- [REQUEST] Copy out all of the records below, line for line, without altering a single character.

- [ENTRIES PROVIDED]
•••••

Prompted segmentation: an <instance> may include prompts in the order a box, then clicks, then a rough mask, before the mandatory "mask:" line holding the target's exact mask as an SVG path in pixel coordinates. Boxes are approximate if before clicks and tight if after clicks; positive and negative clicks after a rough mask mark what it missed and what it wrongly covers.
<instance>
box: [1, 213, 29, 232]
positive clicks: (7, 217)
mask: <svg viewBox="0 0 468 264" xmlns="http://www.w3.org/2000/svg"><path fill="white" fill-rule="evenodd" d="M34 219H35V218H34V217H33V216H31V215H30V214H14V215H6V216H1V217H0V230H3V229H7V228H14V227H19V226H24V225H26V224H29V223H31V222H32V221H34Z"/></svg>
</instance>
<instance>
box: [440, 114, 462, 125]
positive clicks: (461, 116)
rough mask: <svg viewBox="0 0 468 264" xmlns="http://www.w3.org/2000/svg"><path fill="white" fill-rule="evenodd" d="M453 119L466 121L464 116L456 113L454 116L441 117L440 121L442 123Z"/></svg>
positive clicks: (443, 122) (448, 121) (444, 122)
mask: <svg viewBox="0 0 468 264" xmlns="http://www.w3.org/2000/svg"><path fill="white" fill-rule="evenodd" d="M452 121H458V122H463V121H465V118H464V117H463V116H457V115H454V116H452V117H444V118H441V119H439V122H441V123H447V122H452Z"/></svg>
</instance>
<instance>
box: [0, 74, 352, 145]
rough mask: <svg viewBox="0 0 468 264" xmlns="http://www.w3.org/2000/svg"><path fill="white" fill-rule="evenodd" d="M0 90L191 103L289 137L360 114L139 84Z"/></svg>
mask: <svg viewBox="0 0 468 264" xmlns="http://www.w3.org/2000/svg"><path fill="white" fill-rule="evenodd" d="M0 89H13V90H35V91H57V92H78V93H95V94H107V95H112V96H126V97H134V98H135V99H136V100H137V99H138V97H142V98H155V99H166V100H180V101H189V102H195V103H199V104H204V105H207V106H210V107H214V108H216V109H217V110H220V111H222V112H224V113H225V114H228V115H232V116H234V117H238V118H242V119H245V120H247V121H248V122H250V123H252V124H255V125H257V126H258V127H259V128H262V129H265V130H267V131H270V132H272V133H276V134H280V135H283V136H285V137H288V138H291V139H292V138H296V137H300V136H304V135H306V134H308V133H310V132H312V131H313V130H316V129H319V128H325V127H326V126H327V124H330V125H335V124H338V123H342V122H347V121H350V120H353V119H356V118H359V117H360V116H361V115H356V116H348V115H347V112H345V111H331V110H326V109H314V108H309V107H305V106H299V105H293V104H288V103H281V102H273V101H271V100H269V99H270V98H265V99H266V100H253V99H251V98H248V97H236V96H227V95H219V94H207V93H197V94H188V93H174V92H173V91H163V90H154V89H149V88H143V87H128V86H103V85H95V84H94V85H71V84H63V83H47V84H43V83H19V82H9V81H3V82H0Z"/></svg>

•••••

- [FINAL ANSWER]
Prompted segmentation: an <instance> may include prompts in the order a box, then clicks, then a rough mask, before the mandatory "mask:" line holding the target's exact mask as an SVG path in pixel coordinates. Boxes are approximate if before clicks and tight if after clicks; positive and negative clicks after a rough mask mark what it missed and what it wrongly covers.
<instance>
box: [1, 213, 29, 232]
positive clicks: (7, 217)
mask: <svg viewBox="0 0 468 264" xmlns="http://www.w3.org/2000/svg"><path fill="white" fill-rule="evenodd" d="M34 219H35V218H34V217H33V216H31V215H30V214H14V215H6V216H1V217H0V230H3V229H7V228H14V227H19V226H24V225H26V224H29V223H31V222H32V221H34Z"/></svg>
</instance>
<instance>
box: [440, 114, 462, 125]
positive clicks: (461, 116)
rough mask: <svg viewBox="0 0 468 264" xmlns="http://www.w3.org/2000/svg"><path fill="white" fill-rule="evenodd" d="M453 119L466 121L464 116L456 113L454 116L441 117L440 121L442 123Z"/></svg>
positive clicks: (443, 122) (448, 121) (444, 122)
mask: <svg viewBox="0 0 468 264" xmlns="http://www.w3.org/2000/svg"><path fill="white" fill-rule="evenodd" d="M452 121H458V122H463V121H465V118H464V117H463V116H457V115H454V116H452V117H444V118H441V119H439V122H441V123H447V122H452Z"/></svg>
</instance>
<instance>
box: [0, 74, 352, 145]
rough mask: <svg viewBox="0 0 468 264" xmlns="http://www.w3.org/2000/svg"><path fill="white" fill-rule="evenodd" d="M0 90L191 103L289 137L360 114L139 84Z"/></svg>
mask: <svg viewBox="0 0 468 264" xmlns="http://www.w3.org/2000/svg"><path fill="white" fill-rule="evenodd" d="M0 89H13V90H35V91H57V92H78V93H95V94H107V95H112V96H126V97H134V98H135V99H136V100H137V99H138V97H142V98H155V99H166V100H180V101H189V102H195V103H199V104H204V105H207V106H210V107H214V108H216V109H217V110H220V111H222V112H224V113H225V114H228V115H232V116H234V117H238V118H242V119H245V120H247V121H248V122H250V123H252V124H255V125H257V126H258V127H259V128H262V129H265V130H267V131H270V132H272V133H276V134H280V135H283V136H285V137H288V138H291V139H292V138H296V137H300V136H304V135H306V134H308V133H310V132H312V131H313V130H316V129H319V128H325V127H326V126H327V124H330V125H335V124H338V123H342V122H347V121H350V120H353V119H356V118H359V117H360V116H361V115H356V116H348V115H347V112H345V111H331V110H326V109H314V108H309V107H305V106H299V105H293V104H288V103H281V102H273V101H271V100H269V99H270V98H265V99H266V100H253V99H251V98H248V97H236V96H227V95H219V94H207V93H197V94H188V93H174V92H173V91H163V90H154V89H149V88H143V87H128V86H103V85H95V84H94V85H71V84H63V83H47V84H43V83H19V82H9V81H3V82H0Z"/></svg>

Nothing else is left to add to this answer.